## Document segment
● ● ●

Minutes of the Bank Board Meeting on 24 March 2021

Present at the meeting: Jiří Rusnok, Marek Mora, Tomáš Nidetzký, Vojtěch Benda, Oldřich Dědek, Tomáš Holub, Aleš Michl.

The meeting opened with a presentation of the second situation report assessing the fulfilment of the macroeconomic forecast contained in the first situation report in the light of the newly available information. According to the current forecast, headline inflation would fall close to the 2% target in the first quarter of this year and fluctuate around the target for the rest of the year. Inflation would be slightly above the inflation target next year, owing mainly to an increase in some excise duties. Consistent with the forecast was stability of market interest rates initially, followed by a gradual rise in rates from roughly the middle of this year onwards.

The board members agreed that the uncertainties and risks of the current forecast in the context of the ongoing pandemic were still very substantial. A slower fading out of the unfavourable epidemic situation and a related slower return of the domestic and European economies to normal remained the most substantial risk. This could lead to a need to keep the monetary conditions accommodative for rather longer than in the forecast. It was said that in a situation of unprecedented uncertainty affecting both economic life itself and the way it is captured by the statistical data, the current forecast was materialising in a broadly satisfactory way. There was a consensus that leaving interest rates unchanged was the appropriate monetary policy decision in the current situation.

● ● ●

## Source data
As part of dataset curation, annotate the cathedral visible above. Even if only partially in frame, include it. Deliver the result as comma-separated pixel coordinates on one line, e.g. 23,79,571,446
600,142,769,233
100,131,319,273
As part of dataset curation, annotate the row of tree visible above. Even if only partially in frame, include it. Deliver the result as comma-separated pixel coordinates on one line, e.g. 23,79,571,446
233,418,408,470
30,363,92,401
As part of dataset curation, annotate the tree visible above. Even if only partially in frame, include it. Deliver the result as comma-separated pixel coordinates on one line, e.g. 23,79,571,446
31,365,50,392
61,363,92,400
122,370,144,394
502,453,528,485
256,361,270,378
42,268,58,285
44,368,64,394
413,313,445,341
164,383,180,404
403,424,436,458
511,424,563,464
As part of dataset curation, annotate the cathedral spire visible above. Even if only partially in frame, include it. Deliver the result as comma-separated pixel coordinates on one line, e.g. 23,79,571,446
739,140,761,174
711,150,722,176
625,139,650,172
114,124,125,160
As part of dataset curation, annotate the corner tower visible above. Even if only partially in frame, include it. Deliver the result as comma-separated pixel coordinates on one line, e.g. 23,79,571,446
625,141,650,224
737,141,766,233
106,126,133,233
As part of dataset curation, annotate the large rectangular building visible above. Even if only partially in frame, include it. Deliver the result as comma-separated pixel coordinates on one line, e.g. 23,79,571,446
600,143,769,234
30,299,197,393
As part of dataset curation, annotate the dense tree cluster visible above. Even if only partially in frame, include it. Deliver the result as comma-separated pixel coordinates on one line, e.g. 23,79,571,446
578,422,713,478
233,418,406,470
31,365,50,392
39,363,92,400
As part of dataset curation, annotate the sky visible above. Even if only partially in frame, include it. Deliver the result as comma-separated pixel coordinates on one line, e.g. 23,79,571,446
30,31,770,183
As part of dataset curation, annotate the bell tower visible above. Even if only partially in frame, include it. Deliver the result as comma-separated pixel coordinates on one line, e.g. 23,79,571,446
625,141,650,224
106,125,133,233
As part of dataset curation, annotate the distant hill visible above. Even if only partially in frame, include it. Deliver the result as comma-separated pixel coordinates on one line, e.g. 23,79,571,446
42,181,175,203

● ● ●

## Task A
Answer from the bank board minutes:
(i) What would mainly push inflation slightly above the target next year?
(ii) What did the board members call the most substantial risk?
(iii) What monetary policy decision did the board reach a consensus on?
## Task B
Write the next part of the bank board minutes, starting after their last sentence.
The records have no connection to the bank board minutes.

## Response box A
(i) An increase in some excise duties.
(ii) A slower fading out of the unfavourable epidemic situation and a related slower return of the domestic and European economies to normal.
(iii) Leaving interest rates unchanged.

## Response box B
A large part of the debate concerned risks and uncertainties. According to a majority of the board members, the new data from both the domestic and foreign economy was modestly inflationary overall. In particular, wage growth in market sectors had been higher than forecasted at the close of last year. According to Tomáš Nidetzký, labour market developments had passed through strongly to inflation in the past and could contribute to inflationary pressures in the future as well. The wage situation was still being greatly affected by government support programmes, the scale of which, according to Oldřich Dědek could give rise to fiscal sustainability concerns given the long-term weaknesses in Czech public finances. The inflationary factors mentioned also included the crude oil price and its outlook for this year, and foreign inflation.

Standing in contrast to the modestly inflationary data was a worse pandemic situation than assumed by the current forecast. According to the majority view of the Board, a clear step could be seen towards the longer-lasting pandemic-induced downturn scenario prepared as part of the previous situation report. This warranted more cautious monetary policy normalisation spread over a longer period of time. In addition to the persisting pandemic risks, Marek Mora saw a risk of governments being insufficiently able to manage the complex logistics involved in vaccinating the population. Jiří Rusnok and Tomáš Holub agreed.

The next part of the debate was devoted to the structure of the supply and demand factors underlying domestic inflation. Jiří Rusnok said that the current crisis was much more of a supply-side nature. Demand remained relatively strong, as evidenced, for example, by income indicators. Besides pandemic restrictions, however, the supply side of the economy was being affected by pre-pandemic structural changes (the transition to green energy) and specific current supply chain problems (shortages of some components for industrial production).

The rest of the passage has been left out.